Goal
Repeat all of the records verbatim.

Supplied entries
▼
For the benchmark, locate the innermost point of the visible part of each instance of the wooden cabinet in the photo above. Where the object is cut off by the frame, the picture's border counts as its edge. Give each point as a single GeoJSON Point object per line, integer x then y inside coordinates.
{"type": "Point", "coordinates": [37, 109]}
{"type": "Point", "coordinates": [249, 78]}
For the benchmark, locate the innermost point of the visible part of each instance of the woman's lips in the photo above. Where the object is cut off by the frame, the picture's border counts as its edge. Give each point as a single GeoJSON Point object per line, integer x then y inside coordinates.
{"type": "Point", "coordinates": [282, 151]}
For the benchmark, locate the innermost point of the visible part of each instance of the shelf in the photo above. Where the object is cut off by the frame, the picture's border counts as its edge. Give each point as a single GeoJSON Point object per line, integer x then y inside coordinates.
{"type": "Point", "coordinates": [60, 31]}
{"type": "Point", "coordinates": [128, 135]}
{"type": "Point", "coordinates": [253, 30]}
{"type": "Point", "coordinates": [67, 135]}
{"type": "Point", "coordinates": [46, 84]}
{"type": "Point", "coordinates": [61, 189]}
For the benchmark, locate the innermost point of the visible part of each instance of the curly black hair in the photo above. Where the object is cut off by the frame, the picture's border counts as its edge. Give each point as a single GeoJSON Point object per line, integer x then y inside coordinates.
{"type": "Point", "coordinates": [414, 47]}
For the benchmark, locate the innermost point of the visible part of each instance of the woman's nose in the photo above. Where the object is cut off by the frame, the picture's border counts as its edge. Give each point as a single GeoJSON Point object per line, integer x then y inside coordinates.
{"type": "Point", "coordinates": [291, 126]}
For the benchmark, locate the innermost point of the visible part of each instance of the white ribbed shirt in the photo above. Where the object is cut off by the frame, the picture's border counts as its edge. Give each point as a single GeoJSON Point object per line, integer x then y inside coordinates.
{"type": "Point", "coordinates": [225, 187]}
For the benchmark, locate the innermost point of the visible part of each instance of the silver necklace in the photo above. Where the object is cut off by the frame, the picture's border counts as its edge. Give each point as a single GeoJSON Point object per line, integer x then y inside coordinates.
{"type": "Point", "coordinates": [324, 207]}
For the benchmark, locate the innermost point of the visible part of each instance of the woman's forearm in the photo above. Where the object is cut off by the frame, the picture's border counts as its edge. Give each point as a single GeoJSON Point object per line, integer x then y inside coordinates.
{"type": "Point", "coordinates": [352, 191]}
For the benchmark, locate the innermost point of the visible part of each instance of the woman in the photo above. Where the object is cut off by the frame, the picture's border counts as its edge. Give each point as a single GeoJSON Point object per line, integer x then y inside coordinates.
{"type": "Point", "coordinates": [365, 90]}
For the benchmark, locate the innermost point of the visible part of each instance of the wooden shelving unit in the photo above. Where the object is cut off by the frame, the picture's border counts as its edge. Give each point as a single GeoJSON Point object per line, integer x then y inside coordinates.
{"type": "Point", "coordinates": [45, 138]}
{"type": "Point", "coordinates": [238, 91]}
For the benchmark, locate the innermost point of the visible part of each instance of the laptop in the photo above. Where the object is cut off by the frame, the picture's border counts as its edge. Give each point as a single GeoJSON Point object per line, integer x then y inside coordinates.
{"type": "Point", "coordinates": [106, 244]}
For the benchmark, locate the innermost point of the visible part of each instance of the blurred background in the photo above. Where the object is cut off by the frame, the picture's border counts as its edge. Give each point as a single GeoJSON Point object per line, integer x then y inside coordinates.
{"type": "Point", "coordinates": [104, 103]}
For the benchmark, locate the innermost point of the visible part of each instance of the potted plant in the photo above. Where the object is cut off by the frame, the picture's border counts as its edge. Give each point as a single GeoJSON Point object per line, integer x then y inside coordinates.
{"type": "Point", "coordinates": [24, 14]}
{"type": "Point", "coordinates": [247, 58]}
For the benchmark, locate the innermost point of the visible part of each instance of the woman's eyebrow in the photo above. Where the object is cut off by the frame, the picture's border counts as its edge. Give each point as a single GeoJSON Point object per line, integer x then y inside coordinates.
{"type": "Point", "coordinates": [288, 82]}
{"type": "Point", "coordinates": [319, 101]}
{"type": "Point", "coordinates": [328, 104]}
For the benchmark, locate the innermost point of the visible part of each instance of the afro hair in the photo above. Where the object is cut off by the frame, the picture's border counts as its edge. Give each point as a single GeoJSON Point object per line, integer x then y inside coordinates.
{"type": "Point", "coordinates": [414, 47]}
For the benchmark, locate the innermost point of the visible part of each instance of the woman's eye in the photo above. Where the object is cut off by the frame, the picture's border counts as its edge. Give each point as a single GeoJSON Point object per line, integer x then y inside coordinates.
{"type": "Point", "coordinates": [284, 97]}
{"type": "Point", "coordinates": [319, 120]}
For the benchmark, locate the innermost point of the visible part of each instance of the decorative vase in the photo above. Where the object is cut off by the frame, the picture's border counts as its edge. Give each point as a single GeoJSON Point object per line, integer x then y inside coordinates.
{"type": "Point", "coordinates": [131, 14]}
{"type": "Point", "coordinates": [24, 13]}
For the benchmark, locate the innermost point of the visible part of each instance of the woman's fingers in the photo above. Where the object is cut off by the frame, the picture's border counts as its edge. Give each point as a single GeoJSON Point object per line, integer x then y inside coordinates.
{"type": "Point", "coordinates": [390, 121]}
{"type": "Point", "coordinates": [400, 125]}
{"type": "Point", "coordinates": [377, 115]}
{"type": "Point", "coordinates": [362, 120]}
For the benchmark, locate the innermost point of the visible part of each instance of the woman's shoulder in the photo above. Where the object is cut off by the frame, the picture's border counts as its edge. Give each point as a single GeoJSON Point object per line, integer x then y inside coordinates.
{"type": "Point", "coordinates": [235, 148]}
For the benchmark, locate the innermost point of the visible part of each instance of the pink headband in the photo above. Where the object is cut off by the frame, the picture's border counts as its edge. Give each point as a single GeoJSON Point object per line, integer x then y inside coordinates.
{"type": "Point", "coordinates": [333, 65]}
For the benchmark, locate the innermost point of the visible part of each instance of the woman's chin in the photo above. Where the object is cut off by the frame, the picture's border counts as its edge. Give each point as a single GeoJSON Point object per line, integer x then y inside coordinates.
▲
Answer
For the benchmark, locate the innermost point of the visible part of each instance of the wooden cabinet in the photo above. Where the object is cut off by the frame, the picture's border counts as its edge. Give each point as a single GeoJSON Point object per line, integer x then y inside coordinates.
{"type": "Point", "coordinates": [37, 109]}
{"type": "Point", "coordinates": [249, 78]}
For the benchmark, locate the innermost point of the visible part of each instance of the woman's lips in the photo above. Where the object is cut off by the frame, the picture's border counts as its edge. Give each point as a single GeoJSON Point object per line, integer x then y inside coordinates.
{"type": "Point", "coordinates": [282, 151]}
For the benchmark, locate the innermost point of the visible part of each instance of the shelf in the photo above. Where the object is cut off by the frame, the picture's border counts as its edge. Give each point as a single GeoJSON Point object per line, integer x then y inside coordinates.
{"type": "Point", "coordinates": [60, 31]}
{"type": "Point", "coordinates": [128, 135]}
{"type": "Point", "coordinates": [253, 30]}
{"type": "Point", "coordinates": [67, 135]}
{"type": "Point", "coordinates": [46, 84]}
{"type": "Point", "coordinates": [61, 189]}
For the benchmark, locate the innermost point of the visible part of each instance of the curly black hair in the photo above. Where the object is cut off by the frame, the picture's border counts as its edge. Give each point as a single GeoJSON Point object per line, integer x then y inside coordinates.
{"type": "Point", "coordinates": [414, 47]}
For the benchmark, locate the innermost point of the visible part of each instance of the woman's nose in the photo above. Where the object is cut off by the frame, the picture's border counts as its edge. Give each point as a single GeoJSON Point object per line, integer x then y inside coordinates.
{"type": "Point", "coordinates": [291, 126]}
For the benchmark, locate the innermost point of the visible part of each instance of the white ribbed shirt in the photo above. Where the object is cut off by the frame, the picture's border counts as its edge. Give each point as a single GeoJSON Point object per line, integer x then y inside coordinates.
{"type": "Point", "coordinates": [225, 187]}
For the benchmark, locate the innermost point of the visible part of each instance of the silver necklace in the photo above. Where the object is cut off by the frame, the picture's border counts as its edge. Give each point as a single GeoJSON Point object per line, integer x then y inside coordinates.
{"type": "Point", "coordinates": [324, 207]}
For the benchmark, locate the innermost point of the visible part of each instance of the woman's forearm in the photo above. Where the object is cut off by the frame, the picture's border counts as its edge. Give each point as a single GeoJSON Point object per line, integer x then y inside coordinates.
{"type": "Point", "coordinates": [352, 191]}
For the benchmark, locate the innermost point of the visible part of each instance of the woman in the photo above. Where the object is cut off by the frame, the picture's border counts as its edge. Give each point as a single GeoJSON Point object per line, integer x then y inside coordinates.
{"type": "Point", "coordinates": [365, 90]}
For the benchmark, locate the innermost point of the visible part of each instance of the wooden shelving unit in the photo above. Where the object is cut off by the frame, the picture's border counts as its edge. Give each point as a single GeoJSON Point object per line, integer x then y inside coordinates.
{"type": "Point", "coordinates": [45, 138]}
{"type": "Point", "coordinates": [238, 91]}
For the benchmark, locate the innermost point of the visible part of each instance of the laptop in the photo above. Where the object is cut off by the frame, the picture's border counts as its edge. Give each point as a single GeoJSON Point object per line, integer x then y inside coordinates.
{"type": "Point", "coordinates": [106, 244]}
For the benchmark, locate the innermost point of the visible part of each instance of the blurred background in the photo above. Where the object is cut off by the frame, the picture's border counts as its edge. Give each point as a single GeoJSON Point object per line, integer x then y inside coordinates.
{"type": "Point", "coordinates": [104, 103]}
For the benchmark, locate the innermost point of the visible part of each instance of the potted plant in the photo above. Where the object is cut off by the frame, the picture's border counts as its edge. Give each point as a single GeoJSON Point object per line, integer x then y inside coordinates.
{"type": "Point", "coordinates": [24, 14]}
{"type": "Point", "coordinates": [247, 58]}
For the benchmark, locate the innermost point of the visible part of each instance of the woman's eyebrow in the photo above. Where the object is cut off by the frame, the picture's border counts as its edge. Give each point as a single GeoJSON Point object per line, integer x then y inside coordinates.
{"type": "Point", "coordinates": [288, 82]}
{"type": "Point", "coordinates": [319, 101]}
{"type": "Point", "coordinates": [328, 104]}
For the benchmark, locate the innermost point of the visible part of each instance of the afro hair in the photo above. Where the object is cut off by the frame, the picture's border counts as its edge. Give each point as a single GeoJSON Point object per line, integer x then y inside coordinates.
{"type": "Point", "coordinates": [414, 47]}
For the benchmark, locate the innermost point of the visible part of each instance of the woman's eye in the photo above. Where the object is cut off by the frame, the picture's border counts as its edge. Give each point as a single GeoJSON Point object per line, integer x then y inside coordinates.
{"type": "Point", "coordinates": [284, 97]}
{"type": "Point", "coordinates": [319, 120]}
For the benchmark, locate the innermost point of the visible part of each instance of the decorative vase in the photo above. Where the object is cut off by the frame, the picture's border counts as its edge. Give each point as a single GeoJSON Point object per line, integer x then y inside coordinates.
{"type": "Point", "coordinates": [131, 14]}
{"type": "Point", "coordinates": [24, 13]}
For the benchmark, locate the innermost point of the visible part of each instance of the woman's fingers in the photo above. Where the object is cut off by the frame, the picture's border counts as its edge. Give each point as a single GeoJSON Point object per line, integer x then y inside coordinates.
{"type": "Point", "coordinates": [390, 121]}
{"type": "Point", "coordinates": [400, 125]}
{"type": "Point", "coordinates": [377, 115]}
{"type": "Point", "coordinates": [362, 120]}
For the benchmark, locate the innermost point of the visible part of each instance of the woman's shoulder in the photo above. Where the object is cut off by the frame, the picture's border counts as its edge. Give each point as a single GeoJSON Point object per line, integer x then y inside coordinates.
{"type": "Point", "coordinates": [235, 148]}
For the benchmark, locate the innermost point of the visible part of each instance of the pink headband in the photo above. Where the object is cut off by the frame, the picture's border counts as its edge. Give each point as a single GeoJSON Point object per line, integer x then y inside coordinates.
{"type": "Point", "coordinates": [333, 65]}
For the benchmark, locate the innermost point of the visible part of each instance of the woman's chin in the photo above. Where the object is cut off by the frame, the picture's border counts as its edge. Give each point as a single GeoJSON Point object per line, integer x then y inside coordinates.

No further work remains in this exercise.